_TASK DESCRIPTION_
Count the lines in the items below that contain the string "iron". Give only the number.

++++++

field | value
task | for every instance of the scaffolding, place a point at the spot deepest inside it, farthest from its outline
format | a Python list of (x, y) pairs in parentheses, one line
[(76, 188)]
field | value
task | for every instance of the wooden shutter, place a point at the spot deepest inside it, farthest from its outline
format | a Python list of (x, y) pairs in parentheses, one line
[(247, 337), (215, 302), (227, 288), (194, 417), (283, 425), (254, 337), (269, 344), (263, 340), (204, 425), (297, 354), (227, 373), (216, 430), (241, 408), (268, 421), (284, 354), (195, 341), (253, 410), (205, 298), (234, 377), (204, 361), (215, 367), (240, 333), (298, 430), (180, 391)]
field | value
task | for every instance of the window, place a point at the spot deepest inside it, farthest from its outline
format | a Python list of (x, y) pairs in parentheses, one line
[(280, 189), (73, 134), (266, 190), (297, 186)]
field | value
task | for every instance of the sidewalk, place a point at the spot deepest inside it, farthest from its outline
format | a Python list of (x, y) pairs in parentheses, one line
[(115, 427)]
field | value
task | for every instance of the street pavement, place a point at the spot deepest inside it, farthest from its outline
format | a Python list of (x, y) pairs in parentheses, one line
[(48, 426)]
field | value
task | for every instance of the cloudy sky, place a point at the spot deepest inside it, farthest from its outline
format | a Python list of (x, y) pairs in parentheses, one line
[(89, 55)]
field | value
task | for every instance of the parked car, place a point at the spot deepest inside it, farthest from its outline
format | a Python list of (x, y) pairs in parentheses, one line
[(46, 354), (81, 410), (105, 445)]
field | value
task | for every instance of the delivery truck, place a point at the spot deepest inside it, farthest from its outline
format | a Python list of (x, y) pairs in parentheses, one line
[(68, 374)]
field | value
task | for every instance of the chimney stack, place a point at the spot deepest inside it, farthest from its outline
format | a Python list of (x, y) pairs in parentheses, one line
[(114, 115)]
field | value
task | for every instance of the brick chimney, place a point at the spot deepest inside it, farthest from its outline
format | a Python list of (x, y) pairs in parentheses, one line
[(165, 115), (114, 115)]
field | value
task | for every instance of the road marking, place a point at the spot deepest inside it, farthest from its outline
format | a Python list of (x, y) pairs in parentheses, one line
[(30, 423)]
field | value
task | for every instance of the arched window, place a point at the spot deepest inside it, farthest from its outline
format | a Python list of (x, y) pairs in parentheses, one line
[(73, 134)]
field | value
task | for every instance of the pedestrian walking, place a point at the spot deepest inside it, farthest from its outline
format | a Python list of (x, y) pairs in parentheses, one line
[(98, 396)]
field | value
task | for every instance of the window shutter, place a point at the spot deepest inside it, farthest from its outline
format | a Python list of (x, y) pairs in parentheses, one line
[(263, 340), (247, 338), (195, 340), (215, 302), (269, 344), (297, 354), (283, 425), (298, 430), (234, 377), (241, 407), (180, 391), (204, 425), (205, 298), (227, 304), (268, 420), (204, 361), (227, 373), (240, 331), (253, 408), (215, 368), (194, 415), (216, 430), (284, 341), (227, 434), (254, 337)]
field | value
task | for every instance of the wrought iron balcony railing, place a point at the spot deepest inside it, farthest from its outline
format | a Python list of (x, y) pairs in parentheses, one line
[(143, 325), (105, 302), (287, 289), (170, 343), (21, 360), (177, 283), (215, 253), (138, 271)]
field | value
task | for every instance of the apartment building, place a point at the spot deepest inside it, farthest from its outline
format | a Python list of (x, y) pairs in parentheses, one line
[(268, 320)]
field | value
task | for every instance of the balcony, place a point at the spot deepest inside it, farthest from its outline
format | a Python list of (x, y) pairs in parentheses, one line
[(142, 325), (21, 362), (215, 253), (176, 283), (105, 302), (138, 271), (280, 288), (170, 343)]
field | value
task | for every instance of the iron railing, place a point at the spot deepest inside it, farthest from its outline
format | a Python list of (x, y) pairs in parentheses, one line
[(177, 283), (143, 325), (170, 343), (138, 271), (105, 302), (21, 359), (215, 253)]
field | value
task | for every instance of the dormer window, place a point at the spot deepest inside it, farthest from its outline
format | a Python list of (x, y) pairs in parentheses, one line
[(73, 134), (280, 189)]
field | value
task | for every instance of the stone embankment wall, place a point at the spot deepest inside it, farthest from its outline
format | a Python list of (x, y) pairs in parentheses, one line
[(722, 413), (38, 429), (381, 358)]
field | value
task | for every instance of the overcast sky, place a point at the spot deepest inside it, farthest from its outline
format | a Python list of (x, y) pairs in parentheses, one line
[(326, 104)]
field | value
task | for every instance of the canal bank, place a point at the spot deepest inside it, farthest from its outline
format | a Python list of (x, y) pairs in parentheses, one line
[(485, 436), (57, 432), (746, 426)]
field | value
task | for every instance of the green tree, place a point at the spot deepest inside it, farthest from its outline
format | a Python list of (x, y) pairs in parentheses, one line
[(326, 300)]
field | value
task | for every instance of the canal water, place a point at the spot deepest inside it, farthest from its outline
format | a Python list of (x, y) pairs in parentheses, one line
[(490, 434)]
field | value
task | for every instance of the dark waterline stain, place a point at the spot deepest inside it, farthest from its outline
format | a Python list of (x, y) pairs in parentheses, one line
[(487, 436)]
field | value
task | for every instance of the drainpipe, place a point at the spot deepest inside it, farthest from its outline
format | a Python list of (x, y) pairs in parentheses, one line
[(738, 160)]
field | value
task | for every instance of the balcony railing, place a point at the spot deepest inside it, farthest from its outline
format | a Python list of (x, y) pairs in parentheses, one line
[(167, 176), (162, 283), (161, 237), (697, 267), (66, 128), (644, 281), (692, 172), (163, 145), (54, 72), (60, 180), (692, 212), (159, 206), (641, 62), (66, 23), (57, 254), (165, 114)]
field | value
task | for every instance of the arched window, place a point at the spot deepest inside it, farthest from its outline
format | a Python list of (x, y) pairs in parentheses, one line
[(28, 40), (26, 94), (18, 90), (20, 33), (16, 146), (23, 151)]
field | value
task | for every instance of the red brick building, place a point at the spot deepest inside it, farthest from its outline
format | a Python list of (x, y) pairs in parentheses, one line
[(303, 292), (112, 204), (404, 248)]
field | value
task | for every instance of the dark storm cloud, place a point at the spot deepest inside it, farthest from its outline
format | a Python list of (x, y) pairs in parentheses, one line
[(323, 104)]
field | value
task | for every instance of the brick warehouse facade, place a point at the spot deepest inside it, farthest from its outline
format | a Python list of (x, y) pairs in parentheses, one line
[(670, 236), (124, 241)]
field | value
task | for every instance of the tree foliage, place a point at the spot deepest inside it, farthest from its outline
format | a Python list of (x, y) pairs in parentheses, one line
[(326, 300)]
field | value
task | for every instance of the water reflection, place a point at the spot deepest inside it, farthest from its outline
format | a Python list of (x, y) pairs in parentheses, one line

++++++

_RESPONSE TO THE TASK_
2